■ **LO QUE SE PIDE**:
Copia de nuevo las líneas que van desde la que contiene "Locate the small green" hasta la que contiene "pixel 107 246", ambas incluidas. Sustituye "small green plant" por "small green shrub" y deja todo lo demás igual.
──────── DATOS PROPORCIONADOS
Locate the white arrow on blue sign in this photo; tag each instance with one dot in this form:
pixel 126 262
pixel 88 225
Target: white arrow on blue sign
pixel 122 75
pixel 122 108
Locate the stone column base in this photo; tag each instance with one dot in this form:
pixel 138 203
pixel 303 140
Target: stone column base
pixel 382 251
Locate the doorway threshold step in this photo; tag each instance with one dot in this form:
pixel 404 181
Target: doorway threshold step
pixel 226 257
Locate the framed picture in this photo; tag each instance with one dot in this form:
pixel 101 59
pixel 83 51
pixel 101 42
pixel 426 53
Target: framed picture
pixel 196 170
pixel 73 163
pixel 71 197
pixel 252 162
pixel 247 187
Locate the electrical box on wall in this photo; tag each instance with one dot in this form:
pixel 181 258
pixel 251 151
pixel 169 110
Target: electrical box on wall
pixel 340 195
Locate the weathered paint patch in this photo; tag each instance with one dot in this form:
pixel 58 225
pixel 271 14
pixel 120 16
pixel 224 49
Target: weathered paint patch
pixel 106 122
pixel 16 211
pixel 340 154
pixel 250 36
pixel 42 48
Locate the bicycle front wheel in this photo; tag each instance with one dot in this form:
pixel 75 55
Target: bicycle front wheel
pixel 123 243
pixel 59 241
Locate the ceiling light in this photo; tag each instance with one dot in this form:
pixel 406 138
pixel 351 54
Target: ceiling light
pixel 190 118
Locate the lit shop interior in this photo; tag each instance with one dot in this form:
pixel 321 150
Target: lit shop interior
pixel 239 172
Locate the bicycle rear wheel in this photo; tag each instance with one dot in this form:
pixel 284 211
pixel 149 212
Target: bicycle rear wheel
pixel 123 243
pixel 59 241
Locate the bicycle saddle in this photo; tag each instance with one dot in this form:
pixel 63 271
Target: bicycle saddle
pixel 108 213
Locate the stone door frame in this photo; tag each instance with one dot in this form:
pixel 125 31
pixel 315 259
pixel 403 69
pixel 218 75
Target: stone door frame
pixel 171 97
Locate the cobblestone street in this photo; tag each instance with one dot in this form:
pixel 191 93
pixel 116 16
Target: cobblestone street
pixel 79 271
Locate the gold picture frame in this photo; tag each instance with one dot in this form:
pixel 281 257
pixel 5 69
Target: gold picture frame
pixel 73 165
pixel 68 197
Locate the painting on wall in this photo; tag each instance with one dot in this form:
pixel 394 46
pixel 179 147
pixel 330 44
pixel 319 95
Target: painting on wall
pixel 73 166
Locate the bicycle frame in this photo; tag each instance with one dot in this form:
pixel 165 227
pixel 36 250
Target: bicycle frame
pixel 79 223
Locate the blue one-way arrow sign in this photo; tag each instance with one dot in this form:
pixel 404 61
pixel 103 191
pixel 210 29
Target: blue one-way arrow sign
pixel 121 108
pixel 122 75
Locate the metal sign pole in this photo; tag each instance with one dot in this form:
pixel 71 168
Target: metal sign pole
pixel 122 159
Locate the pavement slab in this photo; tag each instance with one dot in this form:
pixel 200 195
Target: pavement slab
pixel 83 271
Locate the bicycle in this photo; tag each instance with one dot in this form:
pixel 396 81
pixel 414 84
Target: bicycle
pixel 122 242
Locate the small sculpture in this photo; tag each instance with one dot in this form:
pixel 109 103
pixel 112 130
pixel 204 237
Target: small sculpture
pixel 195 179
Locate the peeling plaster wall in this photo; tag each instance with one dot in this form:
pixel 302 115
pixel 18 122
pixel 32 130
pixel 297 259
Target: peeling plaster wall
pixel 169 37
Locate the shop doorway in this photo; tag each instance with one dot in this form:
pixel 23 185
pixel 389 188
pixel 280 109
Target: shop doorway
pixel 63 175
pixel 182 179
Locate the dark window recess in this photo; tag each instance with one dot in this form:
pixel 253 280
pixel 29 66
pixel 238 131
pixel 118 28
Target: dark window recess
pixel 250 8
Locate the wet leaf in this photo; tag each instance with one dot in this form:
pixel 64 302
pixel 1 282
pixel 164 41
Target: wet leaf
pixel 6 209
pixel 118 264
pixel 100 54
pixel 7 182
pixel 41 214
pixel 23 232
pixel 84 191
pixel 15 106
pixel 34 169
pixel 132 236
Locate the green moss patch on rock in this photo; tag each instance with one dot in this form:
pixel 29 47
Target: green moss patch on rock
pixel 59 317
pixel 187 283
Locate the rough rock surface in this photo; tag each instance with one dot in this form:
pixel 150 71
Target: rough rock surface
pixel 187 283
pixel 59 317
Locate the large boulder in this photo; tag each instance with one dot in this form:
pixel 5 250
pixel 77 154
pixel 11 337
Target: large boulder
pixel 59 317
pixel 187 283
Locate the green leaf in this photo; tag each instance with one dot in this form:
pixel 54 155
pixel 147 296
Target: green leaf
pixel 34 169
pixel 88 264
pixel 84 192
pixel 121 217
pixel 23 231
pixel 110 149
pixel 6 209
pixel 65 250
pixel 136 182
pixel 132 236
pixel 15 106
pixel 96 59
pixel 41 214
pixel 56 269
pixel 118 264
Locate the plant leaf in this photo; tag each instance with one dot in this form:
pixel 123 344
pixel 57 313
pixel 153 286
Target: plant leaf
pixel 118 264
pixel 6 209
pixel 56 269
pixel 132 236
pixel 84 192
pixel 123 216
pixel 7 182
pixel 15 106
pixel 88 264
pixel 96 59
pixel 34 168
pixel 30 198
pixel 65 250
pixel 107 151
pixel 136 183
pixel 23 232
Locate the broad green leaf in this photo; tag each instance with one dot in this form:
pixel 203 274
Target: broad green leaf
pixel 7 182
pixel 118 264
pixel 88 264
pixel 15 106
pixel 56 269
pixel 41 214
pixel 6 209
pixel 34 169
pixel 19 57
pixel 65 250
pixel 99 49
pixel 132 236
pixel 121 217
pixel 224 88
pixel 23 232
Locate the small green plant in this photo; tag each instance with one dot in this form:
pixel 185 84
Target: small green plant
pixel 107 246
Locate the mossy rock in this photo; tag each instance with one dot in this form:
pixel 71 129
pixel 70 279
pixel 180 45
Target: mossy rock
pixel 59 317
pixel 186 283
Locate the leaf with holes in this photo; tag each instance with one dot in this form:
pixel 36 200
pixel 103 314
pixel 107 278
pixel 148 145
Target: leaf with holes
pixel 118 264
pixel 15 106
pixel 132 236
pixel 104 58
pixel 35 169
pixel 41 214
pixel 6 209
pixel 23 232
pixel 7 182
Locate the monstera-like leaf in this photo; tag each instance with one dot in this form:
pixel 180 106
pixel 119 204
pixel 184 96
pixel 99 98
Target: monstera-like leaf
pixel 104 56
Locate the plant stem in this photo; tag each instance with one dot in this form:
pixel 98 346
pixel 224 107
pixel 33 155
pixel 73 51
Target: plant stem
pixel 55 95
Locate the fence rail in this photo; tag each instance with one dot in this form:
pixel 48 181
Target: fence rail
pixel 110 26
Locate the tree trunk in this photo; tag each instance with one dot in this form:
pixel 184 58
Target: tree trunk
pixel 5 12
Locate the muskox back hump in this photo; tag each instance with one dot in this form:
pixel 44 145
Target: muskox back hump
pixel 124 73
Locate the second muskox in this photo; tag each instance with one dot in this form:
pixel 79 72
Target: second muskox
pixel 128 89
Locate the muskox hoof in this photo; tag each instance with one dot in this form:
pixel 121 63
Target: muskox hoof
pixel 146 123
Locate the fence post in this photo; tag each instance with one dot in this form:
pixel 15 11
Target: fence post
────────────────
■ **RESPUESTA**:
Locate the small green shrub in this photo; tag each instance with one dot in this form:
pixel 185 84
Target: small green shrub
pixel 107 246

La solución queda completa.